━━━━━ Extracted information ━━━━━

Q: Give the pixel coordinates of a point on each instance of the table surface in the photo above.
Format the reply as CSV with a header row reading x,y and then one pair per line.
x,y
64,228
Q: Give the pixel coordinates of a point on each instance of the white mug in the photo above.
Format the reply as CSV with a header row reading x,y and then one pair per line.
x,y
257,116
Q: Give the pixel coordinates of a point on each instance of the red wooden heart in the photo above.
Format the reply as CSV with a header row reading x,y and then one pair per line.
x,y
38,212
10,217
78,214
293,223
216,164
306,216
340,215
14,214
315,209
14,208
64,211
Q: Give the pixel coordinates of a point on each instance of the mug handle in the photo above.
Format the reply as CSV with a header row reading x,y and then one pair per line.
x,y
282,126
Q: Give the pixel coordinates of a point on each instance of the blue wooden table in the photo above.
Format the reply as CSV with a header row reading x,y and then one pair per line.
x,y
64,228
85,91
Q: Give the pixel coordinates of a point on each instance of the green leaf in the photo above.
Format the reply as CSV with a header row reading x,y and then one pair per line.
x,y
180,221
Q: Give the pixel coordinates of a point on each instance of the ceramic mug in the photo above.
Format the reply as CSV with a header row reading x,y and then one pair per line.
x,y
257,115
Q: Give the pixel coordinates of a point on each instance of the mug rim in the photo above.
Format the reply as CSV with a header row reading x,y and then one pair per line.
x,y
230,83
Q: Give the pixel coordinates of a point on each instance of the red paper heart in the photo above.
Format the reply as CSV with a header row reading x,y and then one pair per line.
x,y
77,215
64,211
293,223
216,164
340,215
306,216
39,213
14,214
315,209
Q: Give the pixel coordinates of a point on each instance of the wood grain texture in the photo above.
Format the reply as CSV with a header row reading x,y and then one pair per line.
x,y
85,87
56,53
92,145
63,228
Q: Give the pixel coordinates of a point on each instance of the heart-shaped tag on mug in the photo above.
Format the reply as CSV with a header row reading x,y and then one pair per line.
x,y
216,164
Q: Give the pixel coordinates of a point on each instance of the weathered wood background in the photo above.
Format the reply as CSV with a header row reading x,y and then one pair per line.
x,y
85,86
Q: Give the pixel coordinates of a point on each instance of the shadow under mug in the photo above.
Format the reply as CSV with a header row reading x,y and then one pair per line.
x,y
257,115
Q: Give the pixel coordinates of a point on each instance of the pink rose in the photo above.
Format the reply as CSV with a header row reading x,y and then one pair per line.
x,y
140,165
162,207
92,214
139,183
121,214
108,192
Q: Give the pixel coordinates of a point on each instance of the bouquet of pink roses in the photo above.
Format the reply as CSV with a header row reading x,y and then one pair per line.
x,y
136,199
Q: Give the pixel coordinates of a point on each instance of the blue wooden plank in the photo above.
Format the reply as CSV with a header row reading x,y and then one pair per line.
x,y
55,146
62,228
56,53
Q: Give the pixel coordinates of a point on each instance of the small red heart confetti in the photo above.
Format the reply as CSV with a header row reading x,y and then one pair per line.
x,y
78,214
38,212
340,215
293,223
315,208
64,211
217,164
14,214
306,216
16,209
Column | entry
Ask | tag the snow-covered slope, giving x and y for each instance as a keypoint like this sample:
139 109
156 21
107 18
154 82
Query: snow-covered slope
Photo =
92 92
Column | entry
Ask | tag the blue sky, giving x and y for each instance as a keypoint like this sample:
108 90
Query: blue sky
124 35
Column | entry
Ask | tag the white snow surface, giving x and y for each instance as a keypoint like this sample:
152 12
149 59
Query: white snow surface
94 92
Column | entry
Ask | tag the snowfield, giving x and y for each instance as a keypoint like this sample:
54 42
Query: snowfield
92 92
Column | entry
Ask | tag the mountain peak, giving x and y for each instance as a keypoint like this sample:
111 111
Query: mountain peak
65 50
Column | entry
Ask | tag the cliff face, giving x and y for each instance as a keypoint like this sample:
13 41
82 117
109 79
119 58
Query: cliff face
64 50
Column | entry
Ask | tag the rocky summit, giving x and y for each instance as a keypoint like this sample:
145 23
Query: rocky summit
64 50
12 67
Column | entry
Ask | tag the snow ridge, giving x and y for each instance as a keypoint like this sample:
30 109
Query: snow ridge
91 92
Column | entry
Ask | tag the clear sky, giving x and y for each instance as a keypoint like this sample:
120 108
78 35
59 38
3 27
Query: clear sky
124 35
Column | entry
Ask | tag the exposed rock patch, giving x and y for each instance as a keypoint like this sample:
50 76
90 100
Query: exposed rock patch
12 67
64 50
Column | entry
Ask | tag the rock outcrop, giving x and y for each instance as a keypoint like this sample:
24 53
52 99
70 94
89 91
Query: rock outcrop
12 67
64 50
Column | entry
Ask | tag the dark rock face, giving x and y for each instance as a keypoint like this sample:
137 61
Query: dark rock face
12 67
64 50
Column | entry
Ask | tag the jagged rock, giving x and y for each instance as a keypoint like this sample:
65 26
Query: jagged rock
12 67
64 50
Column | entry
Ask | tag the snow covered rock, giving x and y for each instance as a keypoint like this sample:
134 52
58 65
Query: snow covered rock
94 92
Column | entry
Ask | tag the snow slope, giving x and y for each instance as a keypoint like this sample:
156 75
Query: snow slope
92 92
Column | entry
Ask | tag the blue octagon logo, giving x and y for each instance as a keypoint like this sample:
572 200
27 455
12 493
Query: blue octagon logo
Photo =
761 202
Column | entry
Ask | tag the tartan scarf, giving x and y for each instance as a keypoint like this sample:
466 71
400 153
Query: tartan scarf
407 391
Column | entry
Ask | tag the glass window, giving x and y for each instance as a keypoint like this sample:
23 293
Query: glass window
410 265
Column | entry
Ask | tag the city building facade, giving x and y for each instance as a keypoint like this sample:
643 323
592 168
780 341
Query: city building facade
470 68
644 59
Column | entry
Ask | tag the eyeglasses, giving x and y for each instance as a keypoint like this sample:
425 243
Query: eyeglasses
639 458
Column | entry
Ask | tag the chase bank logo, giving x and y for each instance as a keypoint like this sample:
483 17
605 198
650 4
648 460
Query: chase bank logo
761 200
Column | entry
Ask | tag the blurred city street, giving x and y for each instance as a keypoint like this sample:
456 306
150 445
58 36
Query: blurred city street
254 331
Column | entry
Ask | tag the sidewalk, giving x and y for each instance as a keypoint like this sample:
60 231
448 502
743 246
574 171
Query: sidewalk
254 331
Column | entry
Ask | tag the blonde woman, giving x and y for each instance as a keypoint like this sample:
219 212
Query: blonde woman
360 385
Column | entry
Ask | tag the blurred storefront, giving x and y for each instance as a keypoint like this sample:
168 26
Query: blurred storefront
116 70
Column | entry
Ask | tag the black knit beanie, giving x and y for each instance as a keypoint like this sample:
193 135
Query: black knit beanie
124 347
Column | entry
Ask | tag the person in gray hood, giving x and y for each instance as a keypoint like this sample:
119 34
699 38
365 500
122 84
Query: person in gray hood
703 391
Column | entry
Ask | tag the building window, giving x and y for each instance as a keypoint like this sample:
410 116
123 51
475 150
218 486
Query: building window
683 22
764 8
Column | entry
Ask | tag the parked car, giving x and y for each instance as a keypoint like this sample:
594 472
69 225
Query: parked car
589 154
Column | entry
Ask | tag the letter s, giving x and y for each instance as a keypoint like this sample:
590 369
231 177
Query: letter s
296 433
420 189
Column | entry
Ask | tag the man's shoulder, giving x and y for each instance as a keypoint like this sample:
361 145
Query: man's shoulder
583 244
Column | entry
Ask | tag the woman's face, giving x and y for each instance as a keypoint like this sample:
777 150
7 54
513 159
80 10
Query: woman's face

━━━━━

The request => Without leaving anything out, give the entries again exactly.

Reply =>
Q: Give the pixel coordinates of a point on each instance of the table surface in the photo above.
Format the reply as CSV with a header row reading x,y and then one pair per line.
x,y
64,228
Q: Give the pixel coordinates of a point on each instance of the white mug in the photo above.
Format the reply as CSV with a header row reading x,y and then one pair per line.
x,y
257,116
Q: Give the pixel coordinates of a point on each instance of the red wooden heart in the photo above.
Format the reply as CSV with a header row reading x,y and then one pair per line.
x,y
38,212
10,217
78,214
293,223
216,164
306,216
340,215
14,214
315,209
14,208
64,211
Q: Give the pixel coordinates of a point on each instance of the mug handle in the photo above.
Format the reply as CSV with a header row reading x,y and then one pair per line.
x,y
282,126
Q: Give the pixel coordinates of a point on each instance of the blue wooden table in the photo above.
Format the reply as CSV with a header row reading x,y and then one pair per line.
x,y
64,228
85,91
Q: Give the pixel coordinates of a point on each instance of the green leaf in the photo above.
Format the reply as CSV with a header row reading x,y and then one pair per line.
x,y
180,221
Q: Give the pixel coordinates of a point on each instance of the ceramic mug in the photo above.
Format the reply as CSV with a header row reading x,y and then one pair per line.
x,y
257,115
Q: Give the pixel coordinates of a point on each instance of the mug rim in the photo above.
Format the reply as CSV with a header row reading x,y and then one pair per line.
x,y
230,83
Q: Give the pixel coordinates of a point on each instance of the red paper heart in the photo above.
Format the reply as CSV with a header row reading x,y and then one pair per line.
x,y
77,215
64,211
293,223
216,164
340,215
306,216
39,213
14,214
315,209
Q: Give the pixel coordinates of a point on each instance of the wood grain texture in the photo above.
Format the reply as CSV with a header row reading x,y and then one pair per line.
x,y
85,87
56,53
92,145
63,228
Q: Give the pixel coordinates of a point on each instance of the heart-shaped tag on mug in the photo above.
Format the reply as CSV with a header row reading x,y and then one pair per line.
x,y
216,164
Q: Give the pixel coordinates of a point on each instance of the weathered wood background in the photo above.
Format the reply as CSV with a header row reading x,y and then one pair per line.
x,y
85,86
Q: Give the pixel coordinates of a point on each instance of the shadow under mug in the photo above.
Format the reply as CSV with a header row reading x,y and then one pair per line.
x,y
257,115
Q: Give the pixel coordinates of a point on each instance of the pink rose in the photo above.
Format the reply as CSV with a header row reading x,y and then one pair per line.
x,y
140,165
162,207
92,214
139,183
121,214
108,192
Q: Give the pixel coordinates of a point on each instance of the bouquet of pink roses in the photo above.
Format the reply as CSV with a header row reading x,y and then one pair per line.
x,y
136,199
Q: Give the pixel coordinates of a point on each instance of the blue wooden plank in the photo above.
Format the reply as CSV with a header row reading x,y and then one pair per line.
x,y
55,146
62,228
56,53
Q: Give the pixel coordinates of a point on each instance of the small red heart confetti in the photo above.
Format the reply as CSV with a header row reading x,y and then one pair per line.
x,y
78,214
38,212
340,215
293,223
315,208
64,211
217,164
14,214
306,216
16,209
Column | entry
Ask | tag the snow-covered slope, giving x and y for each instance as a keypoint like this sample:
139 109
156 21
107 18
154 82
Query: snow-covered slope
Photo =
92 92
Column | entry
Ask | tag the blue sky, giving x and y for each instance as a keypoint like this sample:
108 90
Query: blue sky
124 35
Column | entry
Ask | tag the white snow surface, giving x and y for each instance as a keypoint like this sample:
152 12
149 59
Query: white snow surface
94 92
Column | entry
Ask | tag the snowfield, giving x and y for each instance as a keypoint like this sample:
54 42
Query: snowfield
92 92
Column | entry
Ask | tag the mountain peak, giving x and y for each instance as a keypoint like this sample:
111 111
Query: mountain peak
65 50
Column | entry
Ask | tag the cliff face, giving x and y for each instance as a keypoint like this sample:
13 41
82 117
109 79
119 58
Query: cliff face
64 50
Column | entry
Ask | tag the rocky summit, giving x and y for each instance as a keypoint like this sample:
145 23
Query: rocky summit
64 50
12 67
Column | entry
Ask | tag the snow ridge, giving x and y for each instance as a keypoint like this sample:
30 109
Query: snow ridge
91 92
Column | entry
Ask | tag the clear sky, giving x and y for each instance as a keypoint like this sample:
120 108
78 35
59 38
3 27
Query: clear sky
124 35
Column | entry
Ask | tag the exposed rock patch, giving x and y for each instance as a keypoint like this sample:
50 76
90 100
Query: exposed rock patch
12 67
64 50
Column | entry
Ask | tag the rock outcrop, giving x and y for each instance as a keypoint like this sample:
24 53
52 99
70 94
89 91
Query: rock outcrop
12 67
64 50
Column | entry
Ask | tag the dark rock face, giving x and y for each instance as a keypoint like this sample:
137 61
Query: dark rock face
12 67
64 50
Column | entry
Ask | tag the jagged rock, giving x and y for each instance as a keypoint like this sample:
65 26
Query: jagged rock
12 67
64 50
Column | entry
Ask | tag the snow covered rock, giving x and y for each instance as a keypoint like this sample:
134 52
58 65
Query: snow covered rock
94 92
Column | entry
Ask | tag the snow slope, giving x and y for each instance as a keypoint like this sample:
156 75
Query: snow slope
92 92
Column | entry
Ask | tag the blue octagon logo, giving x and y for each instance as a keypoint like this sample:
572 200
27 455
12 493
Query: blue octagon logo
Photo =
761 202
Column | entry
Ask | tag the tartan scarf, giving x and y for each instance as a keypoint like this sample:
466 71
400 153
Query: tartan scarf
407 391
Column | entry
Ask | tag the glass window, giving x and y for each instance as a keypoint like this sample:
23 293
Query: glass window
410 265
Column | entry
Ask | tag the city building facade, giving x and y for each instance as a keypoint like this sample:
643 323
592 168
780 341
Query: city building facade
470 68
644 59
Column | entry
Ask | tag the eyeglasses, giving x and y for each instance as a keypoint like this sample:
425 243
Query: eyeglasses
639 458
Column | entry
Ask | tag the chase bank logo, giving x and y for each instance as a keypoint like this sample:
483 17
605 198
650 4
648 460
Query: chase bank logo
761 200
Column | entry
Ask | tag the blurred city street, giving x and y for each instance as a keypoint like this sample:
456 306
150 445
58 36
Query: blurred city street
254 331
Column | entry
Ask | tag the sidewalk, giving x and y for each instance as a keypoint like this sample:
60 231
448 502
743 246
574 171
Query: sidewalk
254 331
Column | entry
Ask | tag the blonde woman, giving x and y for each instance as a keypoint like this sample:
219 212
Query: blonde woman
360 385
Column | entry
Ask | tag the blurred storefront, giving x and y for each instance as a keypoint like this sample:
168 26
Query: blurred storefront
116 70
Column | entry
Ask | tag the black knit beanie, giving x and y for each instance as a keypoint like this sample:
193 135
Query: black knit beanie
124 347
Column | entry
Ask | tag the person in gray hood, giving x and y for each instance as a keypoint like this sample:
119 34
699 38
365 500
122 84
Query: person in gray hood
703 391
Column | entry
Ask | tag the building window, giving x and y for each instance as a keypoint like this sample:
410 116
123 51
475 150
218 486
Query: building window
683 22
764 8
Column | entry
Ask | tag the parked car, giving x and y for each instance as a keypoint like this sample:
594 472
69 225
Query: parked car
589 154
Column | entry
Ask | tag the letter s, giving x and y for each instance as a keypoint like this sample:
590 369
231 177
Query: letter s
296 433
420 189
Column | entry
Ask | tag the man's shoulder, giving x and y for each instance as a keypoint like this sample:
361 145
Query: man's shoulder
583 244
Column | entry
Ask | tag the woman's face, giving x and y for each instance as a keypoint like this sample:
777 150
7 54
513 159
80 10
Query: woman's face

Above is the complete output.